Selected excerpt:
Residents and visitors to Hazard, Kentucky, can check out a new exhibit in downtown Hazard showing how spaces and buildings in the Perry County area can be redeveloped and revitalized. This exhibit, Studio Appalachia, is open through June 24, 2022.
The display is the result of a year long project where students and faculty from the University of Kentucky College of Design and the Sustainability Office worked with the community to addresses specific challenges in the Hazard area through design ideas. Eleven graduate students and four faculty from the School of Architecture and the School of Interiors partnered with the City of Hazard, Invision Hazard, Appalachians for Appalachia and the Mountain Association on Studio Appalachia throughout the year.
Each student team had a physical site to design a concept for that addressed community issues like the needs for additional job opportunities, affordable housing, recreation, and more.
For example, one student team developed a manufacturing site proposal for a product called cross-laminated timber, CLT, which is an engineered wood being increasingly used in construction. The proposed facility, which incorporates landscape art installations, is located on a reclaimed mine site near Highway 80 and reforested land. The students paired this project with a housing development design that would use the CLT from that facility in the construction of the houses.

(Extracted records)
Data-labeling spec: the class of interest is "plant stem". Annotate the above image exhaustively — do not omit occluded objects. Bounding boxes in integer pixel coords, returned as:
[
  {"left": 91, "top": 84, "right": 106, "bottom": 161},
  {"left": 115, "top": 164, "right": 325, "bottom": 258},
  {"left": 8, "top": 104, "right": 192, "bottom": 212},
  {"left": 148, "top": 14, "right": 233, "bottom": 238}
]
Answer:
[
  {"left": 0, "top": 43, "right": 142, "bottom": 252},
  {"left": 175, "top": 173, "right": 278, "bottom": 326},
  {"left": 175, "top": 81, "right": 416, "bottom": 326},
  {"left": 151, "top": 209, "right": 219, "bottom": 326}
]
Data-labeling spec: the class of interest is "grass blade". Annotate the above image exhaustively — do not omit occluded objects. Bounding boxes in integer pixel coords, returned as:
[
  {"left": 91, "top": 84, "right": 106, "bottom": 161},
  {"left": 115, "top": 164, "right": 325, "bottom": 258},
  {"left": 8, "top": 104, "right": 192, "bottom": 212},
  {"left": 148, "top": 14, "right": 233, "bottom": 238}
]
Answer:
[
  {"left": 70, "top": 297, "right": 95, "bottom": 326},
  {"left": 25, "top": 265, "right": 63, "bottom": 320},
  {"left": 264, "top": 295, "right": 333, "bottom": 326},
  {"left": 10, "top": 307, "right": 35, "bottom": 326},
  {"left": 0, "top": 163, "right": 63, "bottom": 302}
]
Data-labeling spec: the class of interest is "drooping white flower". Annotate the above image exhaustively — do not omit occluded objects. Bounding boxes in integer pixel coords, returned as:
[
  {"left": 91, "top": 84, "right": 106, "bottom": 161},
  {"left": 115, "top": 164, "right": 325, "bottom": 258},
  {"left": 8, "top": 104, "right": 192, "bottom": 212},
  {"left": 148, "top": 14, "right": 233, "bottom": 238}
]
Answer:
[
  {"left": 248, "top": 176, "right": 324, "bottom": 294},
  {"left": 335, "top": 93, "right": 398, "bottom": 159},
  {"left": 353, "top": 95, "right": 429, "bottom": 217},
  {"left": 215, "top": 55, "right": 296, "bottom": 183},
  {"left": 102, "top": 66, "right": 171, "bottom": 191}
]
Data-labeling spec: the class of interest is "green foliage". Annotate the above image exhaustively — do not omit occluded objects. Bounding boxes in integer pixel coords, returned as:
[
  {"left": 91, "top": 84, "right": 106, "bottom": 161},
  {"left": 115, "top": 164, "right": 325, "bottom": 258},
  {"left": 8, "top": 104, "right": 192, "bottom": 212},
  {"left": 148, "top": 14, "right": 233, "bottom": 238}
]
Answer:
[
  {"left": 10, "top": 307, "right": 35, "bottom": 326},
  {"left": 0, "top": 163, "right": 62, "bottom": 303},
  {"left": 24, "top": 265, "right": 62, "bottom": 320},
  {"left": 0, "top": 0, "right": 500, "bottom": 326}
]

Tasks to carry out:
**A)** Could you retype the part of the Studio Appalachia text that starts at the words "For example, one" and stops after the words "of the houses."?
**B)** How would the Studio Appalachia text go on after its last sentence? Write the next part.

Outputs:
**A)**
For example, one student team developed a manufacturing site proposal for a product called cross-laminated timber, CLT, which is an engineered wood being increasingly used in construction. The proposed facility, which incorporates landscape art installations, is located on a reclaimed mine site near Highway 80 and reforested land. The students paired this project with a housing development design that would use the CLT from that facility in the construction of the houses.

**B)**
“We’re excited to have completed the first of a three year project called ‘Climate Resilience through Community Resilience’ with our partners in Hazard,” Jeff Fugate, UK’s Acting Associate Dean for Administration + Urban & Environmental Design program, said. “Studio Appalachia will be an on-going project of the UK College of Design.”
“Climate Resilience through Community Resilience” will continue to feature a series of public exhibitions, as well as a digital archive illustrating a community vision for thriving in Appalachia in the time of climate change and economic uncertainty. As a partnership between UK’s College of Design, InVision Hazard, the City of Hazard and the Appalachian Arts Alliance, the project will both generate new works of art documenting the impacts of climate change in the community and a designer-facilitated community plan.
The current Studio Appalachia exhibit is in a unique space that is in the midst of being redeveloped into the Southeast Kentucky African American Museum and Cultural Center.